WHAT IS BEING ASKED: I would like each line of the data that holds the word "ground" copied out.

Referring expression data
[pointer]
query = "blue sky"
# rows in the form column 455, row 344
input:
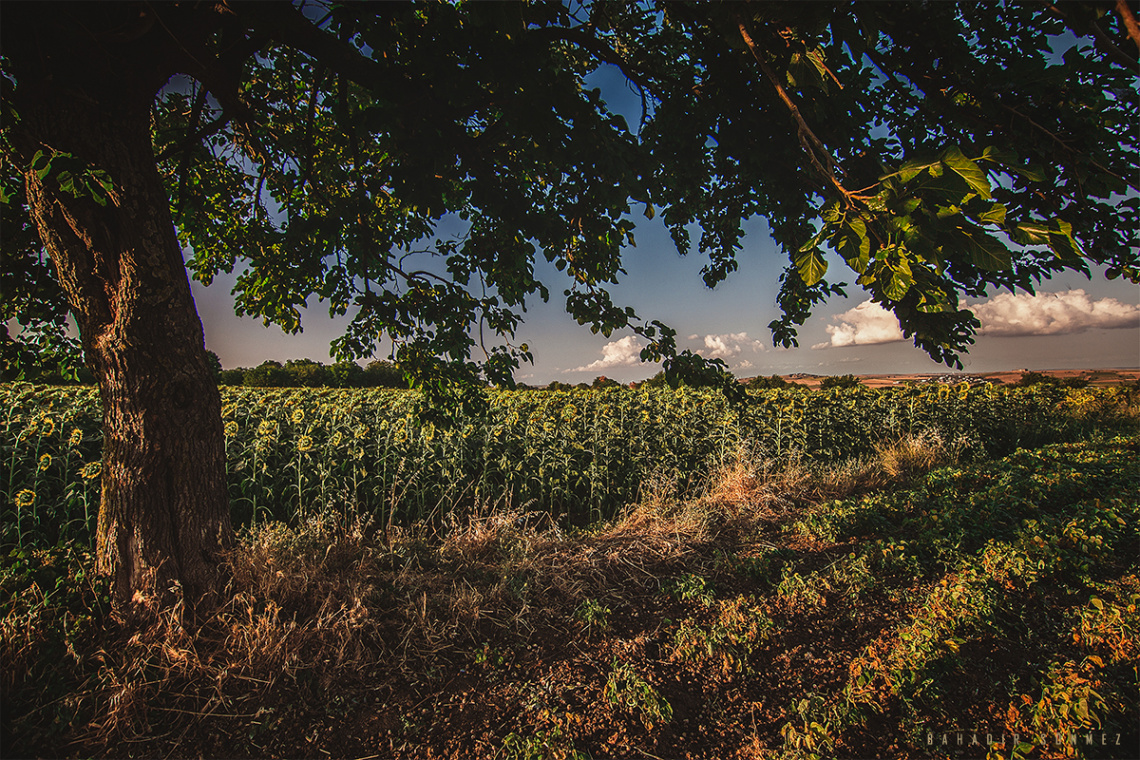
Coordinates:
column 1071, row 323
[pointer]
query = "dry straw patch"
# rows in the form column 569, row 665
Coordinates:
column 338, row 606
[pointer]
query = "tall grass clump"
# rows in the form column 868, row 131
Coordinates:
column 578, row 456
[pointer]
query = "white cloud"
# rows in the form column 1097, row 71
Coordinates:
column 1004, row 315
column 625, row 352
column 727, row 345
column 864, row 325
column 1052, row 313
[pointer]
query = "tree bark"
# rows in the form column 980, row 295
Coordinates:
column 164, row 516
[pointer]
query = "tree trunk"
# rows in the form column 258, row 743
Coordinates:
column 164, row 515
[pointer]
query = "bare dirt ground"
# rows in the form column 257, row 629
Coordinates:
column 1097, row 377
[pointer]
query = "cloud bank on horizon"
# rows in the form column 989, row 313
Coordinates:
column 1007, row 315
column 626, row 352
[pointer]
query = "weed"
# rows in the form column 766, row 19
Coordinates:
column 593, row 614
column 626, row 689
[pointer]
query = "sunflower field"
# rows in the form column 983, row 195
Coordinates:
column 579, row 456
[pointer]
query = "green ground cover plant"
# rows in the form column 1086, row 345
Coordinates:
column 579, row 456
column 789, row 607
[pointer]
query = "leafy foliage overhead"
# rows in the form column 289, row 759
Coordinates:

SOLUTION:
query = "bare dirt ground"
query = "green ground cover plant"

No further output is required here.